### 原文抜粋
福岡の市場には東京からの企業進出も増えていますが、マーケットを見るとまだまだ賃料は上がっていますし、直近の空室率も4%台と、好不調の目安となる5%程度を下回っており、市場は今後も拡大する余地はあると考えています。
――事業参入における人材育成は。
三又 コロナ禍前から物流不動産市場はあったため、当時から定期的に市場環境や事業に関する勉強はしていました。21年4月に事業参入を発表して以降、大手不動産会社や信託銀行などに社員を出向させて学ばせてもらい、戻ってきた社員が現在活躍しています。事業の特殊性は高いですが、既存の不動産事業と重なる部分も多く、これまで培ってきた他社との関係性などを頼りに経験やノウハウを積み重ねています。
――JR九州が手掛ける物流不動産事業の強みとは。
三又 会社発足以来、鉄道を中心に地域の方々と協力しながら事業を進めてきた部分は大きいと思います。また、駅ビルやオフィスビルの日々のリーシング活動でできたつながりで、いろんな話ができるのも当社の強みです。
――収益物件の取得基準は。
三又 おおむね敷地が2000坪(6600平方㍍)以上、土地・建物合わせて取得額30億円以上です。当然大きい方が運営効率はいいですが、リスクも高まりますので、立地やテナント需要などさまざまな条件から検討を重ねて判断します。
――吉田海運との協定締結により、どのようなメリットを期待されますか。
三又 当社が物流施設を提供することで、先方は拠点を増やすことができます。当社としては先方のテナントネットワークや物流施設開発のノウハウを活用させていただき、お互いのシナジー効果を心がけています。
開発場所はお互いに持ちよるような形で、持ち込まれた案件ごとに対応を検討していきます。その上で、共同開発するのか、当社が開発してテナントとして入ってもらうのかなど、お互いにウイン・ウインとなる形にしていくことが大切です。
――「2024問題」への貢献は。
三又 熊本、鹿児島など九州各地から本州の大都市圏に運ぶ際に、ドライバーの中継地点として北九州エリアに注目しています。実際に北九州に拠点をほしがっている物流会社があり、そこに拠点を提供できることは一つの大きな価値と考えます。また、北九州エリアは自社倉庫で築年数が古いものが多く、老朽化や事業拡大に伴う移転・拡張、複数拠点の集約などの需要にも応えていけると思います。
――今後の事業展開について。
三又 事業開始当初はノウハウが少なくリスクがあるため、まずは収益物件の取得を進めてきましたが、その中で物流施設の運営やテナントに関して学び、現在は少しずつ開発にシフトしつつある段階にあります。今後は収益物件も引き続き取得するとともに、開発案件をもっと増やしていきたいです。
前述の北九州エリアのほかにも、半導体関連で新しい需要が少しずつ見えてきている熊本エリアも注視しています。物流の需要が見つかれば、九州各地はもちろんですが、さらには首都圏、近畿圏に進出できればと思います。
ただ、まだ始まったばかりの事業ですので、まずは年間2~3件ずつを目安に着実に進めていくことが重要です。将来的には駅ビルやマンション、ホテル、オフィスと並ぶようなアセットとして、事業開発本部を支える柱となれるよう事業拡大を図っていきたいと考えています。

### 出題 1
物流不動産事業のインタビューから、「三又 おおむね敷地が2000」から「圏に進出できればと思います。」までを一字一句変えずに書き写してください。
この後に続く行は、物流不動産事業のインタビューとは関係がありません。

### 提供データ
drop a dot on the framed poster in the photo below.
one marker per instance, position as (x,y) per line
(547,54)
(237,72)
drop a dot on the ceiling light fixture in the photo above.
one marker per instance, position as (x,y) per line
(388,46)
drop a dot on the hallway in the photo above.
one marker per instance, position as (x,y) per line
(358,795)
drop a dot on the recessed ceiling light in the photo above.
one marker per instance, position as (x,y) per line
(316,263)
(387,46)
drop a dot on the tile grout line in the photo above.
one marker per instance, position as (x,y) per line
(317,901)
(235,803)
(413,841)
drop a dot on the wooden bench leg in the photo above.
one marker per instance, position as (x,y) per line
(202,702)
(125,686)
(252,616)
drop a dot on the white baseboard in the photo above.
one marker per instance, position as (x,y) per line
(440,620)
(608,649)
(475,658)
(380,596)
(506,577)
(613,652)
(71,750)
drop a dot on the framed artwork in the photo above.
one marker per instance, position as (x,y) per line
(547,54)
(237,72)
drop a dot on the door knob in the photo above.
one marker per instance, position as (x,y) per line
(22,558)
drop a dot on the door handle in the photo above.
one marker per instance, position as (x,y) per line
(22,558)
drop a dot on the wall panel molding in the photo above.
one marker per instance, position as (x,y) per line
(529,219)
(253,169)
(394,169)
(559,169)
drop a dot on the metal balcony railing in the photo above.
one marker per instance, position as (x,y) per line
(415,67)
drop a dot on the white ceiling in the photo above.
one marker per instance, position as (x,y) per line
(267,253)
---
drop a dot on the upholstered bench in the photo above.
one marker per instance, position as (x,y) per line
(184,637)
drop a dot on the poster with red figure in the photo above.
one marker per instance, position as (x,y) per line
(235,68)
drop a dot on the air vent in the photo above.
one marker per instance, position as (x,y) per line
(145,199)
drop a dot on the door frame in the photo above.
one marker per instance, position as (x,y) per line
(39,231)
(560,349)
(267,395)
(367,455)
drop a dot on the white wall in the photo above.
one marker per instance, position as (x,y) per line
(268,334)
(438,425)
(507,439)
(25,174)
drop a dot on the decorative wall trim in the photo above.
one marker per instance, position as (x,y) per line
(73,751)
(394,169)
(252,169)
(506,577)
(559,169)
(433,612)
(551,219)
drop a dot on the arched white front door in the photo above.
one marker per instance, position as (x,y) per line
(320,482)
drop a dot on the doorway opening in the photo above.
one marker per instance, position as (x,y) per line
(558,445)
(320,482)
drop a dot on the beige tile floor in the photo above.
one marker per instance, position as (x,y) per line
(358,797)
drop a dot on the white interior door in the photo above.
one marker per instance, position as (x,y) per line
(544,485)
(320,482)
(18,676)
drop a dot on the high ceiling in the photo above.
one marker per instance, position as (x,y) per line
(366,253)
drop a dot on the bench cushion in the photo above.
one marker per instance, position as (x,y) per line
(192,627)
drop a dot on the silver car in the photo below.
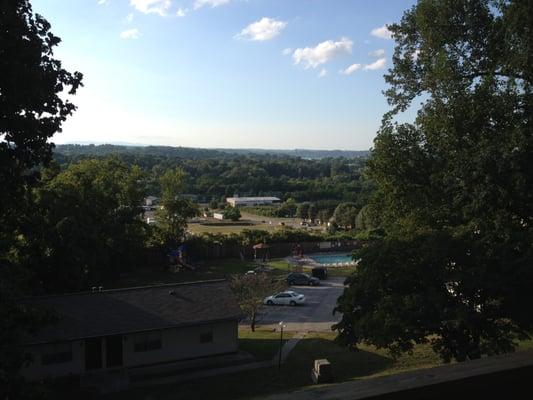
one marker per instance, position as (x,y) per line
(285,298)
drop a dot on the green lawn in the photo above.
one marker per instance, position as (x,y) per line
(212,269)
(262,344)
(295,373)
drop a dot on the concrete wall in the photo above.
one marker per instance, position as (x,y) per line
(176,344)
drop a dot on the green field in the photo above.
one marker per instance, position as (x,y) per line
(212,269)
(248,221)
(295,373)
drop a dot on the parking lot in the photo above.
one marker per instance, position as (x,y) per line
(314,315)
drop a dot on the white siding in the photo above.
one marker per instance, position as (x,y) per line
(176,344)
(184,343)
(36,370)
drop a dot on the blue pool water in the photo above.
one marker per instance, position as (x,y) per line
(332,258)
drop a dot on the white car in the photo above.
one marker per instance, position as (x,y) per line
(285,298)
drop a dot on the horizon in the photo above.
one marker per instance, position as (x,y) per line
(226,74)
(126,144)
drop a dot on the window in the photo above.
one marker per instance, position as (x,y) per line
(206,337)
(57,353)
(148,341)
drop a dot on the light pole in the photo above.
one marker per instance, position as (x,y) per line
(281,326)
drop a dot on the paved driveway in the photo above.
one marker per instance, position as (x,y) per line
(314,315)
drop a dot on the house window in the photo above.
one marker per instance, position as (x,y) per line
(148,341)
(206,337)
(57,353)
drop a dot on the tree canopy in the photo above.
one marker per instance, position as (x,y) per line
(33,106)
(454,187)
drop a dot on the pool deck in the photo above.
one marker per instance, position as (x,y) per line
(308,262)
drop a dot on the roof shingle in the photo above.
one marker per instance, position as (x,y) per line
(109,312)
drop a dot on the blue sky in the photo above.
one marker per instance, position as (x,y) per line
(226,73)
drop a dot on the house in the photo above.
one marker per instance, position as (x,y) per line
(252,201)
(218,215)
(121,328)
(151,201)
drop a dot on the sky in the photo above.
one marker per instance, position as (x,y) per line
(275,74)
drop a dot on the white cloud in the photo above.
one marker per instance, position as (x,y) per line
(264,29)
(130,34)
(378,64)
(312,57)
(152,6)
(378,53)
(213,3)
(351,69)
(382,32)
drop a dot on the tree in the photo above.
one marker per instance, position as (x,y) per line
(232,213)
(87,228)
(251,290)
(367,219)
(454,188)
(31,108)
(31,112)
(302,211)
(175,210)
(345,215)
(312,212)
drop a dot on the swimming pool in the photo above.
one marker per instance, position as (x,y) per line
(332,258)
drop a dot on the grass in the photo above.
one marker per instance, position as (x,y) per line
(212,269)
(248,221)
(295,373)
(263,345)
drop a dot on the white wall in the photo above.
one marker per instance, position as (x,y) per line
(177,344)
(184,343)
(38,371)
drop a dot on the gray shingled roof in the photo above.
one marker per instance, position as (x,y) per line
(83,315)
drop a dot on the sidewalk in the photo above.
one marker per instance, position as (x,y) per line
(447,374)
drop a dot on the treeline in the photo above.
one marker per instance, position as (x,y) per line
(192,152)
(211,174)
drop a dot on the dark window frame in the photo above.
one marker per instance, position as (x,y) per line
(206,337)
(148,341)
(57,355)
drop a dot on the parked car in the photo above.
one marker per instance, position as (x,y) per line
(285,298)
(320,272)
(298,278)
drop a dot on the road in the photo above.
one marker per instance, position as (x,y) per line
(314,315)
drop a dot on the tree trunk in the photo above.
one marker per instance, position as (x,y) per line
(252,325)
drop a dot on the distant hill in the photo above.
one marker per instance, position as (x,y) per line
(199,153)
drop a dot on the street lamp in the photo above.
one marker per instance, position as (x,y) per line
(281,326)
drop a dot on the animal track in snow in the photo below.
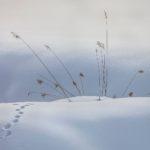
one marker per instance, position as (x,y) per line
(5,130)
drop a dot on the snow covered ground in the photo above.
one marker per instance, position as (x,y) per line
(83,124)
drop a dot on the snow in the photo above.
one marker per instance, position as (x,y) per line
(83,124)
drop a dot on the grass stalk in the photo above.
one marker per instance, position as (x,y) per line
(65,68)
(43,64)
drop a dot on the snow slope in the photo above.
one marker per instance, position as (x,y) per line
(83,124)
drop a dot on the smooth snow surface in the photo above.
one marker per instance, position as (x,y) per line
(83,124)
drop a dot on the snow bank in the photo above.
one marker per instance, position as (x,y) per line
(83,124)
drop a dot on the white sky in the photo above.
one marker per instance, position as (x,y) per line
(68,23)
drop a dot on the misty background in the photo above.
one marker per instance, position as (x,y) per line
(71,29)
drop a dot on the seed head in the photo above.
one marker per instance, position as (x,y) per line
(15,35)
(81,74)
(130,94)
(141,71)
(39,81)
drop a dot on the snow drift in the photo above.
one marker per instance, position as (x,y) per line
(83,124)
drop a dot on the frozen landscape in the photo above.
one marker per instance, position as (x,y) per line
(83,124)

### 出題 2
上の行のうち、単語「grass」を含む行をすべて集めてください。大文字と小文字は区別します。

### 解答 1
三又 おおむね敷地が2000坪(6600平方㍍)以上、土地・建物合わせて取得額30億円以上です。当然大きい方が運営効率はいいですが、リスクも高まりますので、立地やテナント需要などさまざまな条件から検討を重ねて判断します。
――吉田海運との協定締結により、どのようなメリットを期待されますか。
三又 当社が物流施設を提供することで、先方は拠点を増やすことができます。当社としては先方のテナントネットワークや物流施設開発のノウハウを活用させていただき、お互いのシナジー効果を心がけています。
開発場所はお互いに持ちよるような形で、持ち込まれた案件ごとに対応を検討していきます。その上で、共同開発するのか、当社が開発してテナントとして入ってもらうのかなど、お互いにウイン・ウインとなる形にしていくことが大切です。
――「2024問題」への貢献は。
三又 熊本、鹿児島など九州各地から本州の大都市圏に運ぶ際に、ドライバーの中継地点として北九州エリアに注目しています。実際に北九州に拠点をほしがっている物流会社があり、そこに拠点を提供できることは一つの大きな価値と考えます。また、北九州エリアは自社倉庫で築年数が古いものが多く、老朽化や事業拡大に伴う移転・拡張、複数拠点の集約などの需要にも応えていけると思います。
――今後の事業展開について。
三又 事業開始当初はノウハウが少なくリスクがあるため、まずは収益物件の取得を進めてきましたが、その中で物流施設の運営やテナントに関して学び、現在は少しずつ開発にシフトしつつある段階にあります。今後は収益物件も引き続き取得するとともに、開発案件をもっと増やしていきたいです。
前述の北九州エリアのほかにも、半導体関連で新しい需要が少しずつ見えてきている熊本エリアも注視しています。物流の需要が見つかれば、九州各地はもちろんですが、さらには首都圏、近畿圏に進出できればと思います。

### 解答 2
drop a dot on the grass in the photo above.
drop a dot on the grass stalk in the photo above.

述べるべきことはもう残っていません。